[RECORD EXCERPTS]
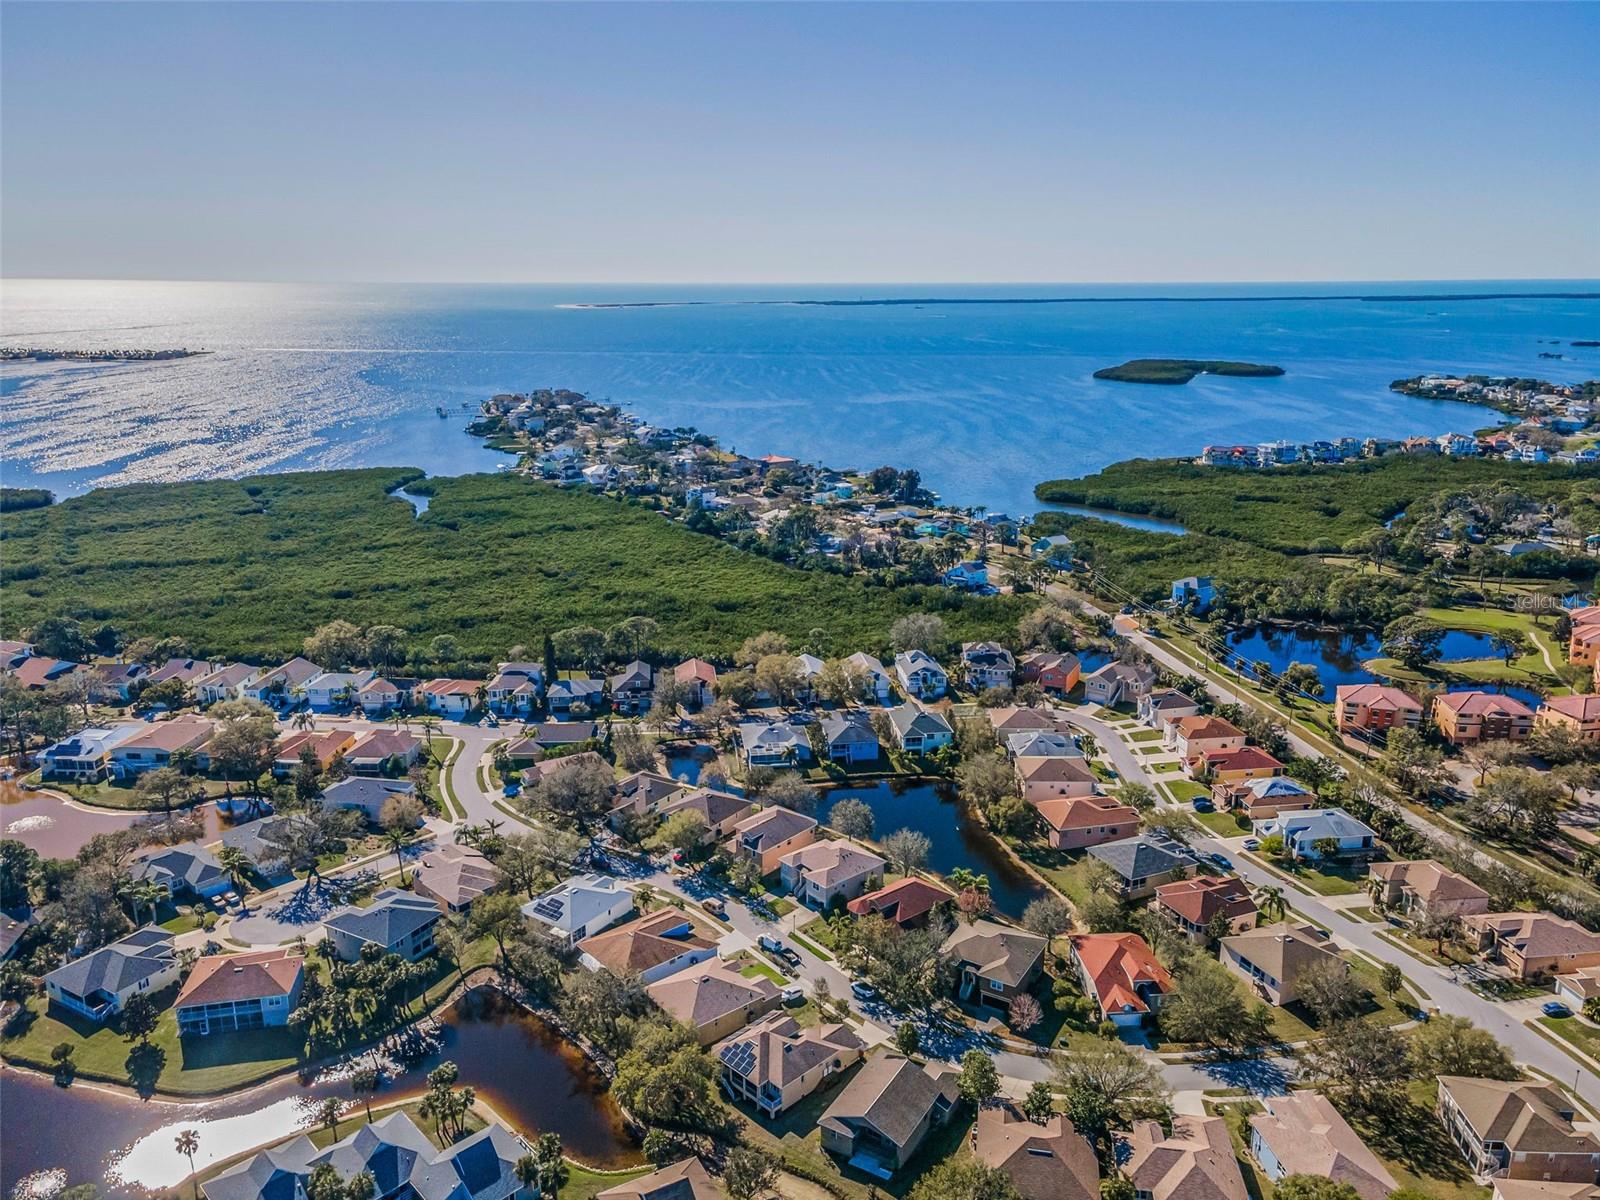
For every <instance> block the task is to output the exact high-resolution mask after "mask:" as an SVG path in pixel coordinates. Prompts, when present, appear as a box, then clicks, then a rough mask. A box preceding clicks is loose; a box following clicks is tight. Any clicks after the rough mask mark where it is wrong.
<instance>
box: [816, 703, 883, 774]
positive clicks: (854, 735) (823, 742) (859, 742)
mask: <svg viewBox="0 0 1600 1200" xmlns="http://www.w3.org/2000/svg"><path fill="white" fill-rule="evenodd" d="M821 728H822V744H824V746H826V747H827V749H826V752H827V757H829V760H832V762H835V763H872V762H877V760H878V758H880V757H882V755H883V747H882V746H878V734H875V733H874V731H872V722H870V720H867V715H866V714H864V712H859V710H846V712H832V714H829V715H827V717H824V718H822V720H821Z"/></svg>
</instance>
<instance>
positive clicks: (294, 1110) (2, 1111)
mask: <svg viewBox="0 0 1600 1200" xmlns="http://www.w3.org/2000/svg"><path fill="white" fill-rule="evenodd" d="M442 1059H451V1061H454V1062H456V1064H458V1066H459V1067H461V1083H464V1085H470V1086H474V1088H477V1091H478V1096H482V1098H483V1099H485V1101H486V1102H488V1104H490V1107H493V1109H494V1110H496V1112H498V1114H501V1117H502V1118H504V1120H506V1122H507V1123H509V1125H510V1126H512V1128H515V1130H517V1131H520V1133H522V1134H525V1136H528V1138H531V1136H534V1134H539V1133H549V1131H554V1133H558V1134H560V1136H562V1142H563V1146H565V1147H566V1150H568V1154H571V1155H573V1157H576V1158H579V1160H582V1162H589V1163H595V1165H627V1163H635V1162H638V1150H637V1147H635V1146H634V1142H632V1139H630V1138H629V1136H627V1133H626V1130H624V1128H622V1122H621V1115H619V1112H618V1109H616V1106H614V1104H613V1102H611V1099H610V1098H608V1096H606V1094H605V1083H603V1080H602V1078H600V1077H598V1074H597V1072H595V1069H594V1067H592V1064H589V1061H587V1059H584V1058H582V1056H581V1054H578V1051H576V1050H573V1046H571V1045H568V1043H566V1042H565V1040H563V1038H560V1035H557V1034H555V1032H554V1030H552V1029H550V1027H549V1026H546V1024H544V1022H541V1021H538V1019H536V1018H531V1016H528V1014H525V1013H520V1011H517V1010H514V1008H510V1006H509V1005H502V1003H490V1005H486V1006H485V1010H483V1013H482V1014H477V1016H474V1014H470V1013H469V1011H467V1010H466V1008H464V1006H458V1010H456V1011H453V1013H451V1016H450V1019H448V1022H446V1026H445V1046H443V1050H442V1051H440V1053H438V1054H435V1056H432V1058H429V1059H426V1061H424V1062H422V1064H419V1066H418V1067H416V1069H413V1070H410V1072H406V1074H403V1075H400V1077H398V1078H395V1080H394V1082H392V1083H390V1085H389V1086H387V1088H386V1090H382V1091H381V1093H379V1094H378V1096H379V1102H387V1101H394V1099H400V1098H406V1096H411V1094H416V1093H419V1091H421V1085H422V1077H424V1075H426V1074H427V1072H429V1070H430V1069H432V1067H434V1066H437V1064H438V1062H440V1061H442ZM323 1096H342V1098H347V1099H350V1101H352V1104H354V1102H355V1101H354V1096H352V1093H350V1085H349V1082H347V1080H325V1082H318V1083H312V1085H309V1086H302V1085H301V1083H299V1080H298V1078H294V1077H288V1078H283V1080H277V1082H274V1083H267V1085H262V1086H259V1088H254V1090H253V1091H250V1093H243V1094H237V1096H227V1098H222V1099H216V1101H202V1102H192V1104H182V1102H171V1101H138V1099H133V1098H131V1096H125V1094H122V1093H112V1091H101V1090H98V1088H94V1086H93V1085H88V1083H75V1085H74V1086H70V1088H58V1086H54V1085H53V1083H51V1082H50V1080H45V1078H40V1077H37V1075H30V1074H22V1072H16V1070H6V1072H3V1074H0V1141H3V1144H5V1152H3V1155H0V1194H3V1195H5V1197H13V1195H14V1194H16V1189H18V1187H19V1186H22V1184H34V1186H35V1189H32V1190H37V1192H42V1194H43V1192H48V1190H54V1189H56V1187H59V1186H66V1184H82V1182H98V1184H101V1186H102V1189H104V1190H107V1192H110V1194H114V1195H141V1194H144V1192H147V1190H152V1189H170V1187H173V1186H176V1184H178V1182H181V1181H182V1179H184V1178H186V1176H187V1174H189V1165H187V1163H186V1162H184V1158H182V1155H179V1154H178V1152H176V1147H174V1138H176V1134H178V1131H179V1130H195V1131H197V1133H198V1134H200V1154H198V1155H197V1157H195V1163H197V1165H198V1166H202V1168H205V1166H206V1165H208V1163H214V1162H219V1160H224V1158H230V1157H234V1155H237V1154H242V1152H243V1150H248V1149H253V1147H256V1146H261V1144H264V1142H275V1141H282V1139H286V1138H290V1136H293V1134H294V1133H296V1131H299V1130H302V1128H306V1125H307V1123H309V1122H307V1109H309V1102H310V1101H315V1099H320V1098H323ZM349 1128H354V1126H349Z"/></svg>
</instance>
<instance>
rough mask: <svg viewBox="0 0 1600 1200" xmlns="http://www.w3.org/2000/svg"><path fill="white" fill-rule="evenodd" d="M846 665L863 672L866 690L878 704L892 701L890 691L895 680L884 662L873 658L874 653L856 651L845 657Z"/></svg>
mask: <svg viewBox="0 0 1600 1200" xmlns="http://www.w3.org/2000/svg"><path fill="white" fill-rule="evenodd" d="M845 666H846V667H853V669H856V670H859V672H861V675H862V678H864V680H866V685H864V691H866V693H867V696H870V698H872V699H874V701H877V702H878V704H888V702H890V691H891V690H893V680H891V678H890V674H888V672H886V670H885V669H883V664H882V662H880V661H878V659H875V658H872V654H864V653H861V651H856V653H854V654H851V656H850V658H846V659H845Z"/></svg>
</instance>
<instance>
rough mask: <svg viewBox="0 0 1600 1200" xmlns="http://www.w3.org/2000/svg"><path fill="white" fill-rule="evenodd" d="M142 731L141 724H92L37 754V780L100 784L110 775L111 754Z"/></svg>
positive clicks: (135, 736) (74, 733)
mask: <svg viewBox="0 0 1600 1200" xmlns="http://www.w3.org/2000/svg"><path fill="white" fill-rule="evenodd" d="M142 731H144V726H142V725H110V726H106V725H94V726H90V728H86V730H78V731H77V733H74V734H72V736H70V738H62V739H61V741H59V742H56V744H54V746H50V747H46V749H43V750H40V752H38V755H37V762H38V770H40V778H43V779H69V781H72V782H88V784H93V782H99V781H101V779H104V778H107V776H109V774H110V752H112V750H114V749H115V747H117V746H120V744H122V742H125V741H128V739H130V738H136V736H138V734H139V733H142Z"/></svg>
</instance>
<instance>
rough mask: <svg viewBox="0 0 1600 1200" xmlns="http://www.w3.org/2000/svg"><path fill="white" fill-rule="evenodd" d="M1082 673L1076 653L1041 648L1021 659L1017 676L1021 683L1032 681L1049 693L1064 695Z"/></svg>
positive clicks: (1024, 682) (1082, 669)
mask: <svg viewBox="0 0 1600 1200" xmlns="http://www.w3.org/2000/svg"><path fill="white" fill-rule="evenodd" d="M1082 674H1083V662H1082V661H1080V659H1078V656H1077V654H1070V653H1066V651H1056V650H1042V651H1037V653H1034V654H1027V656H1026V658H1024V659H1022V667H1021V672H1019V674H1018V678H1019V680H1021V682H1022V683H1034V685H1037V686H1040V688H1043V690H1045V691H1048V693H1051V694H1056V696H1066V694H1067V693H1069V691H1072V690H1074V688H1075V686H1077V685H1078V678H1080V677H1082Z"/></svg>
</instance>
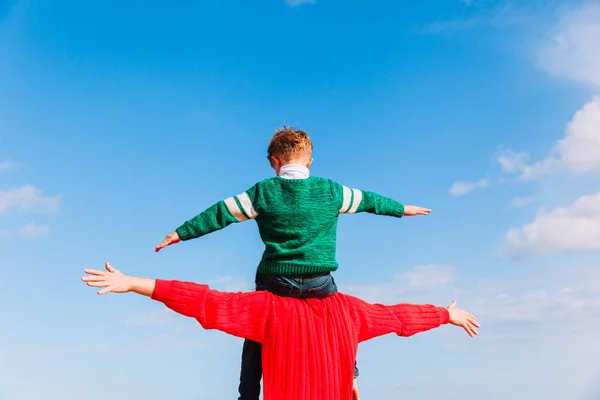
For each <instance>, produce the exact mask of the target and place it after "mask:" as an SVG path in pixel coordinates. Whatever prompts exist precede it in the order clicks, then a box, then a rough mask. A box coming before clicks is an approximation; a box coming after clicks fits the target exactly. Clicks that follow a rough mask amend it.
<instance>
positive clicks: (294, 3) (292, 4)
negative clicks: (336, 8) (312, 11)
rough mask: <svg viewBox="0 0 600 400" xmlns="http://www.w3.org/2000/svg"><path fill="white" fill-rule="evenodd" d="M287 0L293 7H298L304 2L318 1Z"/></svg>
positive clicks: (313, 2)
mask: <svg viewBox="0 0 600 400" xmlns="http://www.w3.org/2000/svg"><path fill="white" fill-rule="evenodd" d="M285 2H286V3H287V4H289V5H290V6H292V7H296V6H299V5H302V4H315V3H316V1H315V0H285Z"/></svg>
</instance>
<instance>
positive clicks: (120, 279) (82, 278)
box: [81, 262, 133, 294]
mask: <svg viewBox="0 0 600 400" xmlns="http://www.w3.org/2000/svg"><path fill="white" fill-rule="evenodd" d="M105 267H106V271H99V270H96V269H84V270H83V271H84V272H85V273H86V274H89V275H88V276H84V277H83V278H81V280H82V281H84V282H86V283H87V285H88V286H91V287H101V288H104V289H102V290H100V291H99V292H98V294H106V293H110V292H113V293H127V292H129V291H131V289H132V287H133V278H131V277H130V276H125V275H123V274H122V273H121V272H120V271H119V270H117V269H115V268H113V267H111V266H110V264H109V263H108V262H107V263H106V265H105Z"/></svg>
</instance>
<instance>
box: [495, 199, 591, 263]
mask: <svg viewBox="0 0 600 400" xmlns="http://www.w3.org/2000/svg"><path fill="white" fill-rule="evenodd" d="M504 249H505V250H506V251H507V252H508V254H510V255H511V256H513V257H519V258H524V257H534V256H542V255H548V254H552V253H560V252H573V251H594V250H600V193H597V194H594V195H589V196H583V197H581V198H579V199H578V200H577V201H575V202H574V203H573V204H571V205H570V206H568V207H562V208H557V209H555V210H553V211H550V212H547V211H545V210H544V209H542V210H540V211H539V212H538V213H537V215H536V217H535V219H534V220H533V222H531V223H529V224H527V225H524V226H522V227H520V228H513V229H510V230H509V231H508V232H507V234H506V243H505V244H504Z"/></svg>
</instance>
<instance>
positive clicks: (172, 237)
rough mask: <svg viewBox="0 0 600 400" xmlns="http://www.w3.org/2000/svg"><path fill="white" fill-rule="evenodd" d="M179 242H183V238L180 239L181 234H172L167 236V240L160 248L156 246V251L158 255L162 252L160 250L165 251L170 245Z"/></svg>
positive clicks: (175, 232)
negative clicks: (168, 246) (167, 246)
mask: <svg viewBox="0 0 600 400" xmlns="http://www.w3.org/2000/svg"><path fill="white" fill-rule="evenodd" d="M178 242H181V238H180V237H179V234H178V233H177V232H171V233H169V234H168V235H167V237H166V238H165V240H163V241H162V242H161V243H160V244H159V245H158V246H156V248H155V249H154V251H155V252H157V253H158V252H159V251H160V249H163V248H165V247H167V246H170V245H172V244H175V243H178Z"/></svg>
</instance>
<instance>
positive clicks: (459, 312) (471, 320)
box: [448, 300, 481, 337]
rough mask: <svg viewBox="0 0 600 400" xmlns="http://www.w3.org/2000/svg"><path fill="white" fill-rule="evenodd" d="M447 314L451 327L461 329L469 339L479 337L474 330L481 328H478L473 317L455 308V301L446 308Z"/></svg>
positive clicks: (465, 312)
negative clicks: (449, 319)
mask: <svg viewBox="0 0 600 400" xmlns="http://www.w3.org/2000/svg"><path fill="white" fill-rule="evenodd" d="M448 312H449V313H450V323H451V324H452V325H456V326H460V327H462V328H463V329H464V330H465V331H466V332H467V333H468V334H469V336H471V337H475V336H476V335H479V333H478V332H477V329H475V328H481V326H479V324H478V323H477V321H476V320H475V317H474V316H472V315H471V314H469V313H468V312H466V311H465V310H461V309H460V308H456V300H454V301H453V302H452V304H450V305H449V306H448Z"/></svg>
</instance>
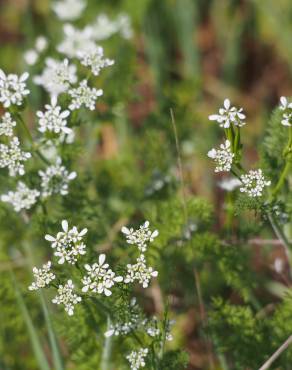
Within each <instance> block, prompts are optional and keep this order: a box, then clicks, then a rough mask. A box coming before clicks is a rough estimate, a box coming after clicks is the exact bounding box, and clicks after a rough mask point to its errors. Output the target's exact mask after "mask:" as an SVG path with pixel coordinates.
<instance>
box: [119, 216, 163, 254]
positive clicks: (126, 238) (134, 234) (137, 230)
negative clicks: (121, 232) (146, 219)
mask: <svg viewBox="0 0 292 370" xmlns="http://www.w3.org/2000/svg"><path fill="white" fill-rule="evenodd" d="M149 225H150V223H149V221H145V223H144V224H143V225H141V226H140V227H139V229H137V230H134V229H133V228H132V227H131V228H130V229H128V228H127V227H126V226H123V227H122V230H121V231H122V233H123V234H125V235H126V239H127V243H128V244H135V245H137V246H138V249H139V250H140V251H141V252H145V251H146V250H147V243H152V242H153V240H154V239H155V238H156V237H157V236H158V234H159V233H158V230H154V231H151V230H150V229H149Z"/></svg>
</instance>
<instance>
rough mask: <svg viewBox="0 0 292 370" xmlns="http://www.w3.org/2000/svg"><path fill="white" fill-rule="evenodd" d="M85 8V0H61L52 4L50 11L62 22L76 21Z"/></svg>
mask: <svg viewBox="0 0 292 370" xmlns="http://www.w3.org/2000/svg"><path fill="white" fill-rule="evenodd" d="M85 7H86V1H85V0H61V1H55V2H54V3H53V4H52V9H53V10H54V12H55V13H56V15H57V17H58V18H60V19H61V20H62V21H70V20H71V21H74V20H76V19H78V18H79V17H80V16H81V14H82V12H83V10H84V9H85Z"/></svg>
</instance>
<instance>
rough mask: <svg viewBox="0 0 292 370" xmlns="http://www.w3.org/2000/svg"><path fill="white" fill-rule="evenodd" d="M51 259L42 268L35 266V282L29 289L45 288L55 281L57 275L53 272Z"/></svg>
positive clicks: (34, 274)
mask: <svg viewBox="0 0 292 370" xmlns="http://www.w3.org/2000/svg"><path fill="white" fill-rule="evenodd" d="M51 265H52V263H51V261H48V262H47V263H45V264H44V265H43V267H41V268H39V269H38V268H36V267H34V268H33V269H32V272H33V275H34V280H35V281H34V282H33V283H32V284H31V285H30V286H29V287H28V289H29V290H38V289H41V288H44V287H46V286H48V285H49V284H50V282H51V281H53V280H54V279H55V278H56V276H55V274H53V273H52V272H51Z"/></svg>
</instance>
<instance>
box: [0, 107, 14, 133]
mask: <svg viewBox="0 0 292 370" xmlns="http://www.w3.org/2000/svg"><path fill="white" fill-rule="evenodd" d="M15 126H16V122H15V121H14V120H13V119H12V117H11V114H10V113H7V112H6V113H5V114H4V115H3V116H2V118H1V121H0V136H1V135H4V136H12V135H13V127H15Z"/></svg>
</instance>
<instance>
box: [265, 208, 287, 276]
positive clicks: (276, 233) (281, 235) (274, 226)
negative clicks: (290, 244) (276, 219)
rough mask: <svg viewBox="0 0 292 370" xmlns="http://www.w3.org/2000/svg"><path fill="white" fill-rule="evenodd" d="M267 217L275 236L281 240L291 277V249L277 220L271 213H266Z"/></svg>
mask: <svg viewBox="0 0 292 370" xmlns="http://www.w3.org/2000/svg"><path fill="white" fill-rule="evenodd" d="M268 219H269V221H270V224H271V226H272V228H273V230H274V232H275V234H276V236H277V238H278V239H279V240H280V241H281V242H282V245H283V248H284V252H285V255H286V258H287V262H288V266H289V275H290V277H291V278H292V267H291V251H290V243H289V241H288V239H287V238H286V235H285V234H284V233H283V232H282V230H281V228H280V227H279V225H278V223H277V221H276V220H275V219H274V217H273V215H272V214H270V213H269V214H268Z"/></svg>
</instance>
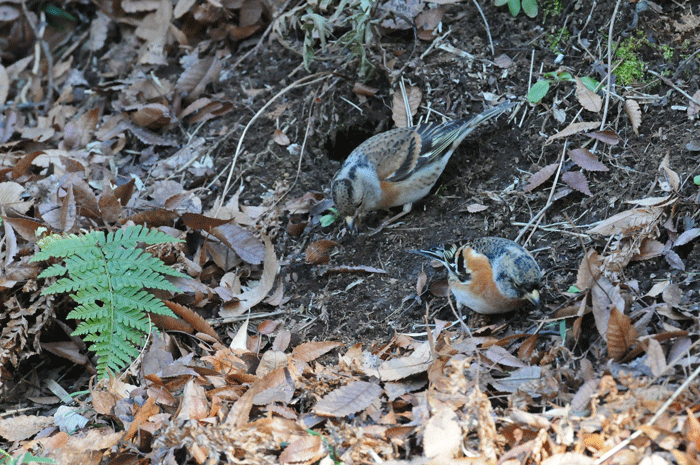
[/RECORD EXCERPTS]
- WHAT IS EXPECTED:
Report every line of the records that contains the word "each".

- COMPLETED TASK:
For each <instance>, produce the exact mask of the target and place it after "mask:" as an SVG path in pixel coordinates. Whatever prompts exist precede it in the order clicks, then a box, then a rough mask. A box coming before clicks is an approximation; a box coming after clicks fits the target exactly. Clicks that follow a rough mask amend it.
Within each <instance> block, prompts are optional and keep this order: a box, then clicks, then a rough mask. A box coming before clicks is a rough estimate, a box coming after clicks is the exact bounding box, and clicks after a rough mask point to its errors. Output the target's exact mask after "mask:" as an SVG path with pixel coordinates.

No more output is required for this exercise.